→ **WHAT TO DO**
What you give back should match the entries below character for character.

==================================================

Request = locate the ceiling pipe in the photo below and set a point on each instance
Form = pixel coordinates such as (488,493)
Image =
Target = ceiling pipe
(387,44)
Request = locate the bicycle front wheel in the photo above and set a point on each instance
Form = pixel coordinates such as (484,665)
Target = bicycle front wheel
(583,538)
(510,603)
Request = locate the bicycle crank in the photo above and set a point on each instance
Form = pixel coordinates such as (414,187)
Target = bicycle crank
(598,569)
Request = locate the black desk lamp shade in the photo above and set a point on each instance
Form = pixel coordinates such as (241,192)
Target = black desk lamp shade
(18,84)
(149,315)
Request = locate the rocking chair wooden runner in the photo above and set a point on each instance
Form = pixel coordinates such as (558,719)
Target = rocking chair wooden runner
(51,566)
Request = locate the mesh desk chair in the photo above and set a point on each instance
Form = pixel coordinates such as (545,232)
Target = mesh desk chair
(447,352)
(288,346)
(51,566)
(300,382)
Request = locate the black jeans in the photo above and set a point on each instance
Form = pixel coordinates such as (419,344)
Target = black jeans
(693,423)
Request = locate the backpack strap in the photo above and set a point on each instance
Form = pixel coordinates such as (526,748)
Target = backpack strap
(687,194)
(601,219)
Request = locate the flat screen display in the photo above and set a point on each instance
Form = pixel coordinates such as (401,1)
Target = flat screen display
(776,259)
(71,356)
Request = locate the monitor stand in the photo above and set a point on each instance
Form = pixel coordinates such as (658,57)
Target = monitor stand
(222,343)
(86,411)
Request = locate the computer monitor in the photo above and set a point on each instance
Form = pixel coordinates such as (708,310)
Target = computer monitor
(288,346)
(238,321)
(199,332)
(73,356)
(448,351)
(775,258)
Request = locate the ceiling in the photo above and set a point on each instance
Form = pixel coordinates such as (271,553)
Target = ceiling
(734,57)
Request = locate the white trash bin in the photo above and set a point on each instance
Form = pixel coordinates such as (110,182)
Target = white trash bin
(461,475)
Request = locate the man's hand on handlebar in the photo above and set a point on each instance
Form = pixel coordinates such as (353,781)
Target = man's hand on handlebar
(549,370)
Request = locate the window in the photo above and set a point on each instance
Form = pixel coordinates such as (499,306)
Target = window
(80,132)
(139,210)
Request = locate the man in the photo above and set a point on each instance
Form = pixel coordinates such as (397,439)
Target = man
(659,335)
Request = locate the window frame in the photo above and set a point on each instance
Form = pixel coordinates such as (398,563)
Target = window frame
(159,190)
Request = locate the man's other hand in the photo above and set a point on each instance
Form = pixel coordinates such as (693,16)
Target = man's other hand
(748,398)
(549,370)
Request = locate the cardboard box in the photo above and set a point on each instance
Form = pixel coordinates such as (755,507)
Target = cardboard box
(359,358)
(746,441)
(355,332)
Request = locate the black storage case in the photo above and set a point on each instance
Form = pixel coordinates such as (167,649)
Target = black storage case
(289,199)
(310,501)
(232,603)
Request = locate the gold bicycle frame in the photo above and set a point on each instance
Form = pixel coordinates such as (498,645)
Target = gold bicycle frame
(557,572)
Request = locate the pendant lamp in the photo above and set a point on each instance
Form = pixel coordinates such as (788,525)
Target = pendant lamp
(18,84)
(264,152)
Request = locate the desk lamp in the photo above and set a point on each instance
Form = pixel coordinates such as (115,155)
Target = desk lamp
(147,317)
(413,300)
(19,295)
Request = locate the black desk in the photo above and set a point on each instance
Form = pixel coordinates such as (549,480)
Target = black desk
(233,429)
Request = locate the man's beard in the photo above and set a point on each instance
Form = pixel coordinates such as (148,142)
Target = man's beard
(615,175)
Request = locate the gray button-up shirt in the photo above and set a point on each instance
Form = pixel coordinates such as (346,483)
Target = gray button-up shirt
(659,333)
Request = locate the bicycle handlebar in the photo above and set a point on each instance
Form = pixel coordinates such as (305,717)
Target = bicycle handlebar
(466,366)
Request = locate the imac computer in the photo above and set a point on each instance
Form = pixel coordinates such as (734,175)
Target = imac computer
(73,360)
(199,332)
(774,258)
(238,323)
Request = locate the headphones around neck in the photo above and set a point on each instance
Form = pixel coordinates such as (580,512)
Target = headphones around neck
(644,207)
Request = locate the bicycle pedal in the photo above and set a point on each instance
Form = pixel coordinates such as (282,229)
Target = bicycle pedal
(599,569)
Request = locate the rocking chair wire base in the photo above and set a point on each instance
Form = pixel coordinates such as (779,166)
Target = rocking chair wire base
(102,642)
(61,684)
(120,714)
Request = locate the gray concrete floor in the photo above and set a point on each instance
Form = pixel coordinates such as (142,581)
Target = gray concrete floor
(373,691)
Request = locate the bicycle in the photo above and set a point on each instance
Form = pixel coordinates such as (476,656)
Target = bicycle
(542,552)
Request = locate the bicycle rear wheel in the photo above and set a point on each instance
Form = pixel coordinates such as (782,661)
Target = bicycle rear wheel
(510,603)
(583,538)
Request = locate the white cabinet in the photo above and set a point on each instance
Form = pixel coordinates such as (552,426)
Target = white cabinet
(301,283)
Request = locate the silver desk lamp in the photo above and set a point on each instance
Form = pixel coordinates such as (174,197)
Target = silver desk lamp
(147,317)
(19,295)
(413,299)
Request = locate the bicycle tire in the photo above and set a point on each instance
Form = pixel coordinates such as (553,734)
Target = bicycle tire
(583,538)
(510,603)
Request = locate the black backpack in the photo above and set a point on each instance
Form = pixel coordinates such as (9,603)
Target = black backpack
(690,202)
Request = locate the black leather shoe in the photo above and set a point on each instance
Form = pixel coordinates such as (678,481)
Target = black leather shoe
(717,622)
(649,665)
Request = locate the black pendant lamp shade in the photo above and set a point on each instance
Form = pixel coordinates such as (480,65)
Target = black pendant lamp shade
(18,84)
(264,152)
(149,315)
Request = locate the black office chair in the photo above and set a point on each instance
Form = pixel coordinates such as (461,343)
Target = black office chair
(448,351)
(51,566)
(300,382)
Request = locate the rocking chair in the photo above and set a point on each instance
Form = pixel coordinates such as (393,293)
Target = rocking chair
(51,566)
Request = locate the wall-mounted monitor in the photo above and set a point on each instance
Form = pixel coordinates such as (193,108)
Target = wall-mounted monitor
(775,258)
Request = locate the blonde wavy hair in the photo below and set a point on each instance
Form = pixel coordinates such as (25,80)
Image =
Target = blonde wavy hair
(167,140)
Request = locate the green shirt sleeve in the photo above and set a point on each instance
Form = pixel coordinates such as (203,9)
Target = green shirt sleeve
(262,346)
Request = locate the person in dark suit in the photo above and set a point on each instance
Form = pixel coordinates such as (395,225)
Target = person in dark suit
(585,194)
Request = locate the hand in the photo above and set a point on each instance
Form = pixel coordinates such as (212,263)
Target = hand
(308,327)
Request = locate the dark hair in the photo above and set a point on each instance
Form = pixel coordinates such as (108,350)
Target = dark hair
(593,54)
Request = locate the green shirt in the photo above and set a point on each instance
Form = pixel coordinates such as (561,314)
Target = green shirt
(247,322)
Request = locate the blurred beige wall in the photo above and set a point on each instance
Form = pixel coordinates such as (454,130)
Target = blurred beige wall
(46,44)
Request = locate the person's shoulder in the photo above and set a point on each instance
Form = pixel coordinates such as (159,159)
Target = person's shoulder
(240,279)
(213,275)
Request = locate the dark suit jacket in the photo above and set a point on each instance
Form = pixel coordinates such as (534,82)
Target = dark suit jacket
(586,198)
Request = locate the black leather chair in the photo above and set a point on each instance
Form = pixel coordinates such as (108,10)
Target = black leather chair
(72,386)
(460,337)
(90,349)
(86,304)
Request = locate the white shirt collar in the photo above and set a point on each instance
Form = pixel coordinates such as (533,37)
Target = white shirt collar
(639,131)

==================================================

→ **EXERCISE SOLUTION**
Request = locate the ceiling pipe in the photo below and set a point on each instance
Form = pixel coordinates such as (488,493)
Image =
Target = ceiling pipe
(387,44)
Request = locate the bicycle front wheel in the photo above and set a point on each instance
Form = pixel coordinates such as (484,665)
Target = bicycle front wheel
(583,538)
(510,603)
Request = locate the bicycle crank in the photo above and set a point on each instance
Form = pixel coordinates such as (414,187)
Target = bicycle crank
(598,569)
Request = locate the black desk lamp shade in the photo above and set a point on each instance
Form = pixel coordinates such as (241,192)
Target = black desk lamp shade
(18,84)
(149,315)
Request = locate the rocking chair wooden runner in the photo above and set a point on each instance
Form = pixel coordinates such as (558,719)
Target = rocking chair wooden runner
(51,566)
Request = locate the mesh desk chair in the photo above and set a point on each instance
Form = pixel coordinates such as (545,232)
Target = mesh desk chair
(447,352)
(288,346)
(51,566)
(300,382)
Request = locate the black jeans in the photo above and set a point on each instance
Form = pixel coordinates such as (419,344)
Target = black jeans
(693,423)
Request = locate the backpack strap in the photo above and set a point on each instance
Form = pixel coordinates such as (526,748)
Target = backpack strap
(687,194)
(601,219)
Request = locate the flat screen display in the photo above and set a point on each instance
Form = pixel coordinates such as (401,1)
Target = flat screen display
(776,259)
(71,356)
Request = locate the monitor stand in the photo above and set a point on each instance
Form = pixel coordinates such as (658,57)
Target = monitor stand
(222,343)
(86,411)
Request = locate the computer monitor in the photo above and set a point on each instance
Form = pixel coordinates such as (708,310)
Target = computer monitor
(288,346)
(238,321)
(199,332)
(73,356)
(448,351)
(775,258)
Request = locate the ceiling in the photo above and set a point on each instance
Form = pixel coordinates such as (271,553)
Target = ceiling
(734,57)
Request = locate the white trash bin in the photo above and set a point on each instance
Form = pixel coordinates such as (110,182)
Target = white trash bin
(461,475)
Request = locate the man's hand on handlebar in the photo above and set a point on each instance
Form = pixel coordinates such as (353,781)
Target = man's hand on handlebar
(549,370)
Request = locate the window in the photo above and set a point on each instance
Form = pixel coordinates such as (499,306)
Target = window
(80,132)
(139,210)
Request = locate the man in the photo above and set a point on each instance
Form = pixel coordinates such as (397,439)
Target = man
(659,335)
Request = locate the window frame in the photo above and set a point on each instance
Form = pixel coordinates such as (398,563)
Target = window frame
(159,190)
Request = locate the man's other hand in the photo above and set a point on each instance
Form = pixel coordinates such as (693,16)
Target = man's other hand
(748,398)
(549,370)
Request = locate the cardboard box in the photo above and set a point on each instance
Form = pixel coordinates such as (755,507)
Target = cardboard box
(359,358)
(746,441)
(355,332)
Request = locate the black storage case in the photo above and set a point on each instance
Form = pixel coordinates such as (167,649)
Target = black storage case
(289,199)
(310,501)
(232,603)
Request = locate the gold bicycle frame in the photo above and set a point on each instance
Form = pixel coordinates such as (498,645)
Target = gold bicycle frame
(557,572)
Request = locate the pendant lamp in the photo above and set a point on each instance
Form = pixel coordinates such as (788,525)
Target = pendant lamp
(18,84)
(264,152)
Request = locate the desk lamp in the photo above and set a point on each instance
Form = pixel coordinates such as (115,155)
Target = desk lamp
(147,317)
(413,300)
(19,295)
Request = locate the black desk in the photo above and set a point on each instance
Form = pixel coordinates such as (549,480)
Target = black desk
(233,429)
Request = locate the man's beard in the photo above and set a point on each instance
Form = pixel coordinates such as (148,142)
Target = man's beard
(615,175)
Request = locate the gray button-up shirt in the photo above and set a point on each instance
Form = pixel coordinates such as (346,483)
Target = gray button-up shirt
(659,333)
Request = locate the bicycle handlebar in the photo above and set a point on each instance
Form = pixel coordinates such as (305,717)
Target = bicycle handlebar
(466,366)
Request = locate the imac computer in the photo above and set a point on each instance
Form = pixel coordinates such as (734,175)
Target = imac computer
(73,360)
(199,332)
(774,258)
(238,323)
Request = locate the headphones around neck in the photo above and set a point on each instance
Form = pixel coordinates such as (580,512)
Target = headphones around neck
(644,207)
Request = locate the bicycle pedal in the photo above and set a point on each instance
Form = pixel coordinates such as (282,229)
Target = bicycle pedal
(599,569)
Request = locate the rocking chair wire base in the photo above and set a point on each instance
Form = pixel coordinates such as (779,166)
Target = rocking chair wire base
(102,642)
(61,684)
(120,714)
Request = locate the gray concrete floor in the photo above and set a point on each instance
Form = pixel coordinates such as (142,581)
Target = gray concrete floor
(373,691)
Request = locate the bicycle in the photo above and set a point on each instance
Form = pixel coordinates such as (476,656)
Target = bicycle
(542,552)
Request = locate the bicycle rear wheel in the photo above and set a point on each instance
Form = pixel coordinates such as (782,661)
Target = bicycle rear wheel
(510,603)
(583,538)
Request = locate the white cabinet in the photo above and set a point on each instance
Form = pixel coordinates such as (552,426)
Target = white cabinet
(301,283)
Request = locate the silver desk lamp in the photo above and set a point on each instance
Form = pixel coordinates such as (174,197)
Target = silver desk lamp
(147,317)
(19,295)
(413,299)
Request = locate the bicycle tire in the photo above and set a point on each instance
Form = pixel coordinates such as (553,734)
Target = bicycle tire
(583,538)
(510,603)
Request = locate the black backpack in the photo above and set a point on each instance
Form = pixel coordinates such as (9,603)
Target = black backpack
(690,202)
Request = locate the black leather shoe in the photo above and set a point on each instance
Form = pixel coordinates such as (678,481)
Target = black leather shoe
(717,622)
(649,665)
Request = locate the black pendant lamp shade in the photo above and set a point on each instance
Form = pixel coordinates such as (480,65)
Target = black pendant lamp shade
(18,84)
(264,152)
(149,315)
Request = locate the black office chair in the photo above and set a point on each instance
Form = pixel coordinates such as (461,343)
Target = black office chair
(448,351)
(51,566)
(300,382)
Request = locate the rocking chair in the photo above and set a point on each instance
Form = pixel coordinates such as (393,293)
Target = rocking chair
(51,566)
Request = locate the wall-mounted monitor in the photo above and set a point on each instance
Form = pixel coordinates such as (193,108)
Target = wall-mounted monitor
(775,258)
Request = locate the blonde wavy hair in the photo below and set a point on each instance
Form = pixel coordinates such as (25,80)
Image =
Target = blonde wavy hair
(167,140)
Request = locate the green shirt sleeve in the photo above and set a point on each instance
Form = pixel coordinates such as (203,9)
Target = green shirt sleeve
(262,346)
Request = locate the person in dark suit in the photo above and set a point on each instance
Form = pixel coordinates such as (395,225)
Target = person in dark suit
(585,194)
Request = locate the hand in the photo above and set a point on each instance
Form = pixel coordinates such as (212,263)
Target = hand
(308,327)
Request = locate the dark hair in the photo above and set a point on each instance
Form = pixel coordinates such as (108,350)
Target = dark hair
(593,54)
Request = locate the green shirt in the photo above and set a point on each instance
Form = pixel coordinates such as (561,314)
Target = green shirt
(247,322)
Request = locate the blurred beige wall in the photo above and set a point on each instance
Form = pixel coordinates such as (454,130)
Target = blurred beige wall
(46,44)
Request = locate the person's shoulder in the photo above and set a point on each instance
Form = pixel coordinates such as (159,159)
Target = person's shoulder
(240,279)
(213,275)
Request = locate the dark suit jacket in the photo above and set a point on each instance
Form = pixel coordinates such as (534,82)
Target = dark suit jacket
(586,198)
Request = locate the black leather chair in the photo above and set a point on each instance
Form = pixel coordinates such as (108,10)
Target = black leather chair
(72,386)
(460,337)
(90,349)
(86,304)
Request = locate the white shirt collar in the photo above and set a point on each instance
Form = pixel coordinates such as (533,37)
Target = white shirt collar
(639,131)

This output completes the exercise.